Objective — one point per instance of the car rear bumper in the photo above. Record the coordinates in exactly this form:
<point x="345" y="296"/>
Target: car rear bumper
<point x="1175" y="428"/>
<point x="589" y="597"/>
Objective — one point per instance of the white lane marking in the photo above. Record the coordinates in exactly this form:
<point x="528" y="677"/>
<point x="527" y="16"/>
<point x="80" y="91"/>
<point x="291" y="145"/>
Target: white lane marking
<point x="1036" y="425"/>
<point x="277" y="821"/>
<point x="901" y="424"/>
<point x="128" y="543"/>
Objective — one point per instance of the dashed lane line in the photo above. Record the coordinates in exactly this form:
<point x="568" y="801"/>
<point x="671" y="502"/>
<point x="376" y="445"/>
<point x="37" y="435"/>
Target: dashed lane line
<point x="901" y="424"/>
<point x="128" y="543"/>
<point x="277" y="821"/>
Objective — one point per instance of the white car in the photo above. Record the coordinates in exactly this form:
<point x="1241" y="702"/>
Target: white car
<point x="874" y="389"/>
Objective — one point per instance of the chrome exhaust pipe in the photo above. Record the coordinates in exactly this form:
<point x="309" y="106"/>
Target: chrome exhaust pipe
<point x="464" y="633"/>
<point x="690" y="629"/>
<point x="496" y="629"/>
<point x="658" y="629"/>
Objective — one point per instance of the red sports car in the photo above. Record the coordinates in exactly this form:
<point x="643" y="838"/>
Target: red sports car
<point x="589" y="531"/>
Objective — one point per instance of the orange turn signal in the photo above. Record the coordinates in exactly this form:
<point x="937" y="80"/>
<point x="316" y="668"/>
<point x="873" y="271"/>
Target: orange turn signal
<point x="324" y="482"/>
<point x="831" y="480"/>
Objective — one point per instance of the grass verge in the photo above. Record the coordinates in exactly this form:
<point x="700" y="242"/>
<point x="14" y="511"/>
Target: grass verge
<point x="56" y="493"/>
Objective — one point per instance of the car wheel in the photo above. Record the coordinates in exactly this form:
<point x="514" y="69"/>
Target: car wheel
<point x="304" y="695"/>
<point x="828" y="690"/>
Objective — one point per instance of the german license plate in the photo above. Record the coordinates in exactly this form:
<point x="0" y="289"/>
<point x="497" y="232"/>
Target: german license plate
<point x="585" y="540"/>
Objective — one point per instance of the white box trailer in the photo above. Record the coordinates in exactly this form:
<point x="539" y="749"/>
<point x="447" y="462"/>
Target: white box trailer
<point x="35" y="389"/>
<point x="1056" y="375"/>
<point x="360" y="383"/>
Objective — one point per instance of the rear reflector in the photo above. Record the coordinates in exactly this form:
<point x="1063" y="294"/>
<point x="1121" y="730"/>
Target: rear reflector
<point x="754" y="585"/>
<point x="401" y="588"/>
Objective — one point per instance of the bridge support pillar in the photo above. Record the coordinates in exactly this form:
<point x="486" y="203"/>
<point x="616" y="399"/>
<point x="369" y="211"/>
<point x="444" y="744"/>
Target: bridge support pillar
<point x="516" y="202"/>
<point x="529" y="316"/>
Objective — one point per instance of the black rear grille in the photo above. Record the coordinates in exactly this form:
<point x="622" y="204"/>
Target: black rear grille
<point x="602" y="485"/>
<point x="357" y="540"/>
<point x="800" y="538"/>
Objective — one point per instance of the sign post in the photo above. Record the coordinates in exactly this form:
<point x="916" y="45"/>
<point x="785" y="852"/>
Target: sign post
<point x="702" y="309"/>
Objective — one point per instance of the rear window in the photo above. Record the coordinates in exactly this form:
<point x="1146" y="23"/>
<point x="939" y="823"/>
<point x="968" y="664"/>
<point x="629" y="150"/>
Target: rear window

....

# Given task
Make an exact copy of the data above.

# Exercise solution
Objective — one point per instance of the car rear bumper in the photo above. Record the coordinates in exactly this form:
<point x="345" y="296"/>
Target: car rear bumper
<point x="1175" y="428"/>
<point x="589" y="597"/>
Objective — one point per instance of the white lane marking in the photo above. Record the coordinates in exactly this form:
<point x="528" y="677"/>
<point x="527" y="16"/>
<point x="80" y="91"/>
<point x="291" y="145"/>
Target: white lane marking
<point x="1036" y="425"/>
<point x="277" y="821"/>
<point x="901" y="424"/>
<point x="128" y="543"/>
Objective — one point per instance of the dashed lane line in the photo above. Record the coordinates in exactly this form:
<point x="568" y="801"/>
<point x="671" y="502"/>
<point x="376" y="445"/>
<point x="37" y="435"/>
Target: dashed lane line
<point x="901" y="424"/>
<point x="128" y="543"/>
<point x="277" y="821"/>
Objective — one point per instance of the white car in the photo above. Record the coordinates in exactly this form:
<point x="1241" y="702"/>
Target: white car
<point x="874" y="389"/>
Objective — one point per instance of the chrome exhaust pipe in the photo above. Record the coordinates in exactly this form:
<point x="309" y="106"/>
Target: chrome exhaust pipe
<point x="464" y="633"/>
<point x="690" y="629"/>
<point x="496" y="629"/>
<point x="658" y="629"/>
Objective — one point per instance of the red sports car in the photo above. Record the coordinates in exactly this form:
<point x="643" y="838"/>
Target: red sports car
<point x="589" y="531"/>
Objective — one point per instance of the orange turn signal in the photo above. Record the coordinates in exactly this form:
<point x="937" y="80"/>
<point x="316" y="668"/>
<point x="873" y="271"/>
Target: orange turn signal
<point x="324" y="482"/>
<point x="831" y="480"/>
Objective — one point per instance of the grass verge in the photo above. Record the coordinates in exactly this form:
<point x="700" y="242"/>
<point x="14" y="511"/>
Target: grass verge
<point x="56" y="493"/>
Objective — one point per instance of the car wheel in the photo above. Record the coordinates in exactly this form:
<point x="514" y="69"/>
Target: car wheel
<point x="304" y="695"/>
<point x="828" y="690"/>
Objective — one point per instance of the german license plate in the photo above. Record the coordinates in exactly this form:
<point x="0" y="289"/>
<point x="497" y="232"/>
Target: german license plate
<point x="585" y="540"/>
Objective — one point per instance of the white box trailer in the photo above. Record the coordinates in exactly this form:
<point x="539" y="749"/>
<point x="447" y="462"/>
Target: white box trailer
<point x="35" y="389"/>
<point x="1056" y="375"/>
<point x="360" y="383"/>
Objective — one point per instance of the rear reflector in the photo above. Record the coordinates in exactly this form:
<point x="1063" y="294"/>
<point x="1121" y="730"/>
Target: rear reflector
<point x="754" y="585"/>
<point x="401" y="588"/>
Objective — one point per instance of the bridge support pillar in the photo above. Record the coordinates in exactly this form:
<point x="486" y="203"/>
<point x="616" y="399"/>
<point x="369" y="211"/>
<point x="444" y="744"/>
Target: bridge support pillar
<point x="516" y="202"/>
<point x="529" y="316"/>
Objective — one point per instance of the black rear grille in the photo above. Record the coordinates in exactly this form:
<point x="622" y="204"/>
Target: black rear grille
<point x="602" y="485"/>
<point x="357" y="540"/>
<point x="800" y="538"/>
Objective — one point per instance of the sign post in the photo above. Record the coordinates in exactly this form:
<point x="916" y="45"/>
<point x="785" y="852"/>
Target: sign post
<point x="702" y="309"/>
Objective — one point per instance of the rear window in the photo above. Record the coordinates in exactly this form:
<point x="1146" y="23"/>
<point x="939" y="823"/>
<point x="968" y="664"/>
<point x="629" y="150"/>
Target: rear window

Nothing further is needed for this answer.